Work instructions
Provide only the number of lines in the listing that contain the string "skyscraper".

*** Data supplied ***

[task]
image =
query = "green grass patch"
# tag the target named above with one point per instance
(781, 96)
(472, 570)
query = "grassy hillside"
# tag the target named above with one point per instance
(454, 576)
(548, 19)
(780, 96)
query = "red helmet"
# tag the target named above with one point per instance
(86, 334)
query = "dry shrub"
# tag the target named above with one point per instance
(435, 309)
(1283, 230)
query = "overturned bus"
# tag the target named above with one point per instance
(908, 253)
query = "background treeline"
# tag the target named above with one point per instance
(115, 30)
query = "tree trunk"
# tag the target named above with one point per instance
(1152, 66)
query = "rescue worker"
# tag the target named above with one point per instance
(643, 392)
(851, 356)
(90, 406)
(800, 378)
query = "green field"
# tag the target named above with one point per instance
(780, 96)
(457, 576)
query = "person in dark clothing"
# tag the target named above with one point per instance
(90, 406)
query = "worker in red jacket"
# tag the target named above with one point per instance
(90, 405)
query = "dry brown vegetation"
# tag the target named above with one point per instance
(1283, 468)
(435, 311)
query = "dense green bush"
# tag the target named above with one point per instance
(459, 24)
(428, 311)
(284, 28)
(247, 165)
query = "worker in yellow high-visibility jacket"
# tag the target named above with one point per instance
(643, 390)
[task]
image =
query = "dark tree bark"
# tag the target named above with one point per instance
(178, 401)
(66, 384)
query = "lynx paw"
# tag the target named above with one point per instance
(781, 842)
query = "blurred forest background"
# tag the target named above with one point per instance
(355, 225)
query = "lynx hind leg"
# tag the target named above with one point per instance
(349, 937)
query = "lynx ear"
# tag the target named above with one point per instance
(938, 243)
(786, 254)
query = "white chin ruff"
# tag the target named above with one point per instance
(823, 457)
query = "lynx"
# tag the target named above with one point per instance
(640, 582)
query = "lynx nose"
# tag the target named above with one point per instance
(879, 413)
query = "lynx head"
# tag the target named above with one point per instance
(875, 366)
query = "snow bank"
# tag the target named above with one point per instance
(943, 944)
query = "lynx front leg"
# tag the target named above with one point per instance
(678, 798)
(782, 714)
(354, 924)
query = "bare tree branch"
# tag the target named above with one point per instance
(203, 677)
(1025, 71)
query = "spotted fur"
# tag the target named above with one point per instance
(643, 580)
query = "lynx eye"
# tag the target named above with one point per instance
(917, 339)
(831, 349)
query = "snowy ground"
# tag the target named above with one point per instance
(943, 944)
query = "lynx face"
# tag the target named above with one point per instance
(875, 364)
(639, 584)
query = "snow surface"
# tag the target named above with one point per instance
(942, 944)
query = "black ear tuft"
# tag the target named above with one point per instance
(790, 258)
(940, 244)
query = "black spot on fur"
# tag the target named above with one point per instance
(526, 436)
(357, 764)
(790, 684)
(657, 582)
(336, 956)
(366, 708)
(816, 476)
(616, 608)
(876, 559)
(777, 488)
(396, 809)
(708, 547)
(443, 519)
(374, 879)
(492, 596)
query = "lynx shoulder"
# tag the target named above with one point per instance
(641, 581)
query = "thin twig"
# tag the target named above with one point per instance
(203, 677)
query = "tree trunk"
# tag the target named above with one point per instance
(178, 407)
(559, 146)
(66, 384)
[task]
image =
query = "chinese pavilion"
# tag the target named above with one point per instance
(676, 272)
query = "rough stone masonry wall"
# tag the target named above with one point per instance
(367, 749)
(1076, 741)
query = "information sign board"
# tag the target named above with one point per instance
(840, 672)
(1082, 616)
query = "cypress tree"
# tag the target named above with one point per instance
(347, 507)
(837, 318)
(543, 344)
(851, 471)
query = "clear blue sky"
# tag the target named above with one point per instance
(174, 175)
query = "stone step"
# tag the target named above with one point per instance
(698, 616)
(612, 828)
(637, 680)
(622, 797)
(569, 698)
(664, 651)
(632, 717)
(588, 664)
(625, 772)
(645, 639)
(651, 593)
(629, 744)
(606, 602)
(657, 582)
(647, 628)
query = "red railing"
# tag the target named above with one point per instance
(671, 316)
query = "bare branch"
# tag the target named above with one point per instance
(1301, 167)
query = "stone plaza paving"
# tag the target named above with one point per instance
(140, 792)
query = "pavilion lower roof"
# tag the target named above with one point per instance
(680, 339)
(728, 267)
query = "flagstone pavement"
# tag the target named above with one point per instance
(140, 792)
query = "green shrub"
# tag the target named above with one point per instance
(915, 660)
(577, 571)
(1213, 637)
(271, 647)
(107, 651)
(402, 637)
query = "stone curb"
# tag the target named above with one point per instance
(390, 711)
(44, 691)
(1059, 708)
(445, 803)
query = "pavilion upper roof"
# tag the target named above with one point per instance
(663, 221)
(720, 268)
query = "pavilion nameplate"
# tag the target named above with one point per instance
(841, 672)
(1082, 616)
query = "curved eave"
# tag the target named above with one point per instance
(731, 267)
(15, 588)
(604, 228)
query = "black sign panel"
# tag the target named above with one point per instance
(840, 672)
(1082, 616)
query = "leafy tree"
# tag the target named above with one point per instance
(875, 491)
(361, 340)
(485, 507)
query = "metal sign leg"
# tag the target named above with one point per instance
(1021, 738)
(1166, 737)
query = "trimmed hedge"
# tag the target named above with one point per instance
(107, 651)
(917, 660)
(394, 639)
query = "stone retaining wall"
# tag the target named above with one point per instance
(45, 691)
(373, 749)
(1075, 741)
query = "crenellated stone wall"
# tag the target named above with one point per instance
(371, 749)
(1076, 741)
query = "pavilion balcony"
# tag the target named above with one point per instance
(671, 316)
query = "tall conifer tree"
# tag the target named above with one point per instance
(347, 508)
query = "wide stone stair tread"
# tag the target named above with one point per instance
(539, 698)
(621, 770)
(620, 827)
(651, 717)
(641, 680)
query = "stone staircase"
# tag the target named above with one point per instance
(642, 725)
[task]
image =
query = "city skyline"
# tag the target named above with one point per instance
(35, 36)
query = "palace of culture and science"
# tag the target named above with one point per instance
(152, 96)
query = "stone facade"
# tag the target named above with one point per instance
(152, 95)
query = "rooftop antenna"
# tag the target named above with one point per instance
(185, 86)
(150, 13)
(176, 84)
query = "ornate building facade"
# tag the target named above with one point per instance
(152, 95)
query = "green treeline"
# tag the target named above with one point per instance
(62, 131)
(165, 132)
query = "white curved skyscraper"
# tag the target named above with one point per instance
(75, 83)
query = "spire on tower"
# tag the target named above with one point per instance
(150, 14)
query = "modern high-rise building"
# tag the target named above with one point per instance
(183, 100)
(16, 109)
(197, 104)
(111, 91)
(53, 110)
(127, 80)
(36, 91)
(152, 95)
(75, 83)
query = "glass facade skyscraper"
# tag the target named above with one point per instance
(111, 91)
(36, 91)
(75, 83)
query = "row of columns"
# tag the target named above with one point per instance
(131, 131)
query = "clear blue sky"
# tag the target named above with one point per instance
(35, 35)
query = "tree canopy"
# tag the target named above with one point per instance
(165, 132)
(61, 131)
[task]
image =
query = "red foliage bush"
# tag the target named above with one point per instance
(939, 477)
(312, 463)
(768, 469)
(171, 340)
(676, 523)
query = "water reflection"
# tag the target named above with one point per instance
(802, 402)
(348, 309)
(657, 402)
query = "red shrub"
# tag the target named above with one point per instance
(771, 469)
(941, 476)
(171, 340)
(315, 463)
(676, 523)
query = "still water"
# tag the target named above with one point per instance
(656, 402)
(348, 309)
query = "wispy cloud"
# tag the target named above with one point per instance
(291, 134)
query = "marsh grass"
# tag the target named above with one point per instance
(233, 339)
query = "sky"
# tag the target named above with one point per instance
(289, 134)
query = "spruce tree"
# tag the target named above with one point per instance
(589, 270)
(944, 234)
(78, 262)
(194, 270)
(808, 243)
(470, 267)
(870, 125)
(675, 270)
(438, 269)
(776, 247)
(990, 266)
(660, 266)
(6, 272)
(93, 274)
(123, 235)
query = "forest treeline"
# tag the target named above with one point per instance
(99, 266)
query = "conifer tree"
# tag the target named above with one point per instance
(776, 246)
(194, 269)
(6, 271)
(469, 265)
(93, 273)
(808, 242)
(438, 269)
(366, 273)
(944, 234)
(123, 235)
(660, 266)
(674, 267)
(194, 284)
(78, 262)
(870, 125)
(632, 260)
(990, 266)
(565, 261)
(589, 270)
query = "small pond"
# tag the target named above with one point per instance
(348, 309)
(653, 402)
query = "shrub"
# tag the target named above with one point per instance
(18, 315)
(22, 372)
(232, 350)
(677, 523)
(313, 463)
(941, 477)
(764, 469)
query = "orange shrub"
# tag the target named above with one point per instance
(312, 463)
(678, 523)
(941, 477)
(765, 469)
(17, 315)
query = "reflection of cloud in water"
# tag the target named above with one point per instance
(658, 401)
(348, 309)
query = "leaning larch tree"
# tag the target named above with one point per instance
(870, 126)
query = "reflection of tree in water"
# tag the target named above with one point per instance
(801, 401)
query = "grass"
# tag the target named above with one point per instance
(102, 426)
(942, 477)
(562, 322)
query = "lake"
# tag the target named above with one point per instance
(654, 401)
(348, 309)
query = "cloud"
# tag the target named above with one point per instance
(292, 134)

*** End of Data supplied ***

Expected answer
2